Records for the task -
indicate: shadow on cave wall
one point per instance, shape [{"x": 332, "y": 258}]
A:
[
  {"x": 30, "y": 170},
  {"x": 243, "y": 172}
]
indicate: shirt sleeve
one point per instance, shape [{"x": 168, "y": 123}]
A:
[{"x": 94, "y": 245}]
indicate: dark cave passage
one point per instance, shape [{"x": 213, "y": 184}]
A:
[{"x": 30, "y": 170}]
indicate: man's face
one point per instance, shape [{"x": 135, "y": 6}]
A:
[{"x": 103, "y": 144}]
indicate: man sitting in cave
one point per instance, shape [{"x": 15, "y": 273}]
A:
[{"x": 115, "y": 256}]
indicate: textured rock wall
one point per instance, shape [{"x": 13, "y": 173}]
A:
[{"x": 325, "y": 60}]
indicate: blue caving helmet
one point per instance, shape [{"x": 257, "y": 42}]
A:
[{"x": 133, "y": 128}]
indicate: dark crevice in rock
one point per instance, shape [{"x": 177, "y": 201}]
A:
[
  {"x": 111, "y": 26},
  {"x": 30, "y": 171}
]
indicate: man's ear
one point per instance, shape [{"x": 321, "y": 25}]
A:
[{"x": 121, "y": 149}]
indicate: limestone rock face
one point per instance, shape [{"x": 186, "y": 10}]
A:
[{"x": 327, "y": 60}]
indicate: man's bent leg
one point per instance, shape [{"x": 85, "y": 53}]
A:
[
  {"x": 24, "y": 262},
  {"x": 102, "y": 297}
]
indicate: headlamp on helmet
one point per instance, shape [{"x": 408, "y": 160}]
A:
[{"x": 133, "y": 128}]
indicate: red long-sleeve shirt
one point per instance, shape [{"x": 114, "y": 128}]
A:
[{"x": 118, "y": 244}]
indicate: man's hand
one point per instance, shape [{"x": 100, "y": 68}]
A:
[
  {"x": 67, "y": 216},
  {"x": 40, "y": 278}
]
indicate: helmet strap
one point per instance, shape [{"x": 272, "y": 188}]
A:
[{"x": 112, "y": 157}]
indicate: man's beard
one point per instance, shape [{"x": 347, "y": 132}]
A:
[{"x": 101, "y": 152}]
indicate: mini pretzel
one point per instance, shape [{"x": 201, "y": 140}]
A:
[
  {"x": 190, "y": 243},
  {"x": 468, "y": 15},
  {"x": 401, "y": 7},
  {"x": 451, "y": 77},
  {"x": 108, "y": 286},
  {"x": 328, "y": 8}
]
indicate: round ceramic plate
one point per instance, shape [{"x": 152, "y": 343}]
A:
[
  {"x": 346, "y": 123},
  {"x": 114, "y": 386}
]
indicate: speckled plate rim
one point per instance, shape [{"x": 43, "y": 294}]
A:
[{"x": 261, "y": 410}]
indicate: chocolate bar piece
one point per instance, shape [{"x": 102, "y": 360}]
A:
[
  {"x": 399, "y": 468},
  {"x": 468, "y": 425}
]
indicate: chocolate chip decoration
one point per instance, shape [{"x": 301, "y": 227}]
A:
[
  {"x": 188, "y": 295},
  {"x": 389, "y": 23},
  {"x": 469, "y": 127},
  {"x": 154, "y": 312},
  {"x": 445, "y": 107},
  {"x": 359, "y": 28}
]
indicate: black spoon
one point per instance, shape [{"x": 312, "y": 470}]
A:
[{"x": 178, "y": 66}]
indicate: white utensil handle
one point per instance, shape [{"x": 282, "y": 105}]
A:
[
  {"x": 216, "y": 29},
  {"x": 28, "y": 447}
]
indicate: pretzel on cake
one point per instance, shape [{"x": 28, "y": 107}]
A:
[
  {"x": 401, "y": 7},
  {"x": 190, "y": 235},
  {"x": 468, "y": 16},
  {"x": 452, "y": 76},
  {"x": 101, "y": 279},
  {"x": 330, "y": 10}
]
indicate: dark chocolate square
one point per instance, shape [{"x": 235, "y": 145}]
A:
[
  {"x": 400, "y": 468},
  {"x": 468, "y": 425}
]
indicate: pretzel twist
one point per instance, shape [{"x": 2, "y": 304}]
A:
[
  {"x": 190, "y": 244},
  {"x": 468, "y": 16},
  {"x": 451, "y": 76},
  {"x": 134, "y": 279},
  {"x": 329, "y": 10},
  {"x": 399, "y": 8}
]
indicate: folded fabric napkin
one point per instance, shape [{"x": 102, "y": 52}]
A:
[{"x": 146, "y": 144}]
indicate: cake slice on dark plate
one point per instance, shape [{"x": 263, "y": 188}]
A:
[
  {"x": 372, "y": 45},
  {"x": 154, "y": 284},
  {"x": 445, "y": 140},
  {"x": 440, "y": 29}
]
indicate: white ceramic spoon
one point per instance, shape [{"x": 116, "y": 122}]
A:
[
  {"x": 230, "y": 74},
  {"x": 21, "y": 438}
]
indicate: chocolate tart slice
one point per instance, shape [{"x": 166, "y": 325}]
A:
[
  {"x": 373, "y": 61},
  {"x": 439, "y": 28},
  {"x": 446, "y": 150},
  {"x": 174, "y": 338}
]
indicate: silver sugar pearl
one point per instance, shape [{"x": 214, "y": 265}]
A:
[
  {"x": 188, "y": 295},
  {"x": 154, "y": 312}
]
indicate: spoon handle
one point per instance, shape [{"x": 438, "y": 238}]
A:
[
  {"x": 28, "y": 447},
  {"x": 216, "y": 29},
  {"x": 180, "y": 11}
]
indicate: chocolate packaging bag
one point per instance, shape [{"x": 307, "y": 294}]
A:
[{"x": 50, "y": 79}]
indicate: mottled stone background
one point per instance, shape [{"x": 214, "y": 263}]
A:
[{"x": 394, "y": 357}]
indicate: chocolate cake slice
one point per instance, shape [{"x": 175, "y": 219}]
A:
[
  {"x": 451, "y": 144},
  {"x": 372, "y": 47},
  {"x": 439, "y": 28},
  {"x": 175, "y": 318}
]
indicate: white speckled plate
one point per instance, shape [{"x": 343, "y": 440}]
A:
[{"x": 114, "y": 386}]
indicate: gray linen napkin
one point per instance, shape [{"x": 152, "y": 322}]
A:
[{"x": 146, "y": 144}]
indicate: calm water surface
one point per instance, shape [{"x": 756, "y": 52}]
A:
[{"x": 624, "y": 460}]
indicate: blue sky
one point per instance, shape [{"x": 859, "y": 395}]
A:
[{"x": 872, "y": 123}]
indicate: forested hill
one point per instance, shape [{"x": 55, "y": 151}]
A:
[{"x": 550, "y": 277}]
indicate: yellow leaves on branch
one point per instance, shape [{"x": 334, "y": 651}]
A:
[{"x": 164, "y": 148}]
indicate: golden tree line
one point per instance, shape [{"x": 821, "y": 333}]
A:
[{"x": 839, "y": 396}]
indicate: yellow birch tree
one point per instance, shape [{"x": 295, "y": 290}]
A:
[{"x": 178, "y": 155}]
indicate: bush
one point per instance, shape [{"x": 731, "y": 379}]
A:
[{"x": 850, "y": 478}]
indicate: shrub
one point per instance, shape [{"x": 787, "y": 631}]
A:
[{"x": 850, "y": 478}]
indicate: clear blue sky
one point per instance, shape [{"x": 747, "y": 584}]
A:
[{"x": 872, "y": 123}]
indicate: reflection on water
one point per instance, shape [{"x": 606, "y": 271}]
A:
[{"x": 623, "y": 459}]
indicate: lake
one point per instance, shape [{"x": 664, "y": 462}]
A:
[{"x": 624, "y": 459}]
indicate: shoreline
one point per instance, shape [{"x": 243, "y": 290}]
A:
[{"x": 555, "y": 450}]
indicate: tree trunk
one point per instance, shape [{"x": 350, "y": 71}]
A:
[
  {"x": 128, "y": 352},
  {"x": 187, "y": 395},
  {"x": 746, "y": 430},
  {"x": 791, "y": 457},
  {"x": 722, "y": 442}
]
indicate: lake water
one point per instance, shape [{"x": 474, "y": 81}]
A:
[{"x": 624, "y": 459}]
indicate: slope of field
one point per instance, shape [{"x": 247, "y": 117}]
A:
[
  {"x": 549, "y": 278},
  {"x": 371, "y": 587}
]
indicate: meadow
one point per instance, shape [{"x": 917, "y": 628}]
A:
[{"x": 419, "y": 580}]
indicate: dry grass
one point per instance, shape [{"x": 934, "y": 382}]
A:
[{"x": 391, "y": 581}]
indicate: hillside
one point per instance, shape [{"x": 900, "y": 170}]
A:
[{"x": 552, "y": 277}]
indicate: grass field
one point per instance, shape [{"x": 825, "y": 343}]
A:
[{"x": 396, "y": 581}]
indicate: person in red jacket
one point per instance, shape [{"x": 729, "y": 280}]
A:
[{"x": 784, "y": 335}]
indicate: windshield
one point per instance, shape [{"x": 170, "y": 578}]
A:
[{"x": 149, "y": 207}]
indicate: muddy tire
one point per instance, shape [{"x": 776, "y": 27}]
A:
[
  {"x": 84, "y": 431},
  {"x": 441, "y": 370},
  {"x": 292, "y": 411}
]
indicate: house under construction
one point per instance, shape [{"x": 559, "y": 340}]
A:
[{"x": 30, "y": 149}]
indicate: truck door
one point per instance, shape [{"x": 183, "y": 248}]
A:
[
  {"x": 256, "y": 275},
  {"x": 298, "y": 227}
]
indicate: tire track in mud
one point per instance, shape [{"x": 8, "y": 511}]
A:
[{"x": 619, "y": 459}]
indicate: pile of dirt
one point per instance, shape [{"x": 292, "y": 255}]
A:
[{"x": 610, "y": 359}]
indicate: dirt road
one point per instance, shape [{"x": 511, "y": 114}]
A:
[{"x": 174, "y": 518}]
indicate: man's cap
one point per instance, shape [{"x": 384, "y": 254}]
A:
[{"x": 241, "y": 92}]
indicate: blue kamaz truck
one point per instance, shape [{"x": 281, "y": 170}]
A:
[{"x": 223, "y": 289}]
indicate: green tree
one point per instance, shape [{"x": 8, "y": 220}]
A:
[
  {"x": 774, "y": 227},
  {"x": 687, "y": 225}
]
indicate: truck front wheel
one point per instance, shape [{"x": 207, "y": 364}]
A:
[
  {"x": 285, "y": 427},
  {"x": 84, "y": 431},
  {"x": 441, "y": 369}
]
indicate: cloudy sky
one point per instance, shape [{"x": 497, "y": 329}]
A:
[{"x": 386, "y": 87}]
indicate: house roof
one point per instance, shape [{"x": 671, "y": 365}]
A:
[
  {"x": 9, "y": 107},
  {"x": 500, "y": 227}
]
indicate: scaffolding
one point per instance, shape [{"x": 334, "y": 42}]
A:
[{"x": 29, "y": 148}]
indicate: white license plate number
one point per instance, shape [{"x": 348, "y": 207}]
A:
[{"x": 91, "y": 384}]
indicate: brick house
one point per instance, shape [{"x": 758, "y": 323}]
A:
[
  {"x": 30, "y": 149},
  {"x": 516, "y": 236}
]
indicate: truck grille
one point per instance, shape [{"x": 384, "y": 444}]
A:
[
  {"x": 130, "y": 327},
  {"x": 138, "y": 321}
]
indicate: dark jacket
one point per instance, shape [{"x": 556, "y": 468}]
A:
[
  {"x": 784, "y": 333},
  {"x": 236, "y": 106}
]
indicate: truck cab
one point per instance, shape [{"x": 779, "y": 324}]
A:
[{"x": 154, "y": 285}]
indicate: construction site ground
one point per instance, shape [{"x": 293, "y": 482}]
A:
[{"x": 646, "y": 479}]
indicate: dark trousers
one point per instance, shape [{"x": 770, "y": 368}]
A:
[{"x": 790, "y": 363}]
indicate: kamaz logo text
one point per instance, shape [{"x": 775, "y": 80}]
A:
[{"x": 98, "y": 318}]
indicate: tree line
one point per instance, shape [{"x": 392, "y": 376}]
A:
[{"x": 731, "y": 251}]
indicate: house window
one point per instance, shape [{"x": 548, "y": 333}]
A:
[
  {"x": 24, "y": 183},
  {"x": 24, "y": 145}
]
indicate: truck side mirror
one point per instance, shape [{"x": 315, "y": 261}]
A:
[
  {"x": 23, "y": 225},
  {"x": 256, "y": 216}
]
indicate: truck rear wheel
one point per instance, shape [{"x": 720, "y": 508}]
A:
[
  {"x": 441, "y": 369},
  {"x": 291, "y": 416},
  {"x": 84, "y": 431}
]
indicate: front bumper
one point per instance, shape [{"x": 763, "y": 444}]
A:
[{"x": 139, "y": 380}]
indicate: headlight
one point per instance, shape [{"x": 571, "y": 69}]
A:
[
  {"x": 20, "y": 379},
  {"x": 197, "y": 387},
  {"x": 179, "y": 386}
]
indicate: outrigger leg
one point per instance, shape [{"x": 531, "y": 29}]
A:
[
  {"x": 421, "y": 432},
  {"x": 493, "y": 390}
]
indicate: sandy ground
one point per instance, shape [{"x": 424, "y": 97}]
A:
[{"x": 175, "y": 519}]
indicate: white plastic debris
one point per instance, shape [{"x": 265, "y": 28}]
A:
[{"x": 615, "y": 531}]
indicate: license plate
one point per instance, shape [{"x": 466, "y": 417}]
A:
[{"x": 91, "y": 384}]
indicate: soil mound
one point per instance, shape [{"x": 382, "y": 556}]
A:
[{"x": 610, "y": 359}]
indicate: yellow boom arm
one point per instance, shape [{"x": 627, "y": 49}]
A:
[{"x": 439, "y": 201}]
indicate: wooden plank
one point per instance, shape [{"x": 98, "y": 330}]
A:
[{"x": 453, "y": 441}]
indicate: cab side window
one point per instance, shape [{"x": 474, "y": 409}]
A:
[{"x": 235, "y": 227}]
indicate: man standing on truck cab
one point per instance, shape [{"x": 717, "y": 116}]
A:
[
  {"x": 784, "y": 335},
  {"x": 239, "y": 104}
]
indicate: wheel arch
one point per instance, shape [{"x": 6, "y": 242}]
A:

Activity -
In the listing above, find the line with "indicate: license plate" and the line with "indicate: man standing on truck cab"; set down exactly those two lines and every line between them, nothing more.

Response to this exercise -
indicate: license plate
one point per instance, shape [{"x": 466, "y": 417}]
A:
[{"x": 91, "y": 384}]
indicate: soil mound
one point per instance, shape [{"x": 382, "y": 556}]
A:
[{"x": 610, "y": 359}]
indicate: yellow boom arm
one point per instance, shape [{"x": 627, "y": 49}]
A:
[{"x": 439, "y": 201}]
indicate: wooden plank
one point per instance, shape [{"x": 98, "y": 330}]
A:
[{"x": 453, "y": 441}]
indicate: cab side window
one point per instance, shape [{"x": 474, "y": 409}]
A:
[{"x": 235, "y": 227}]
indicate: man standing on truck cab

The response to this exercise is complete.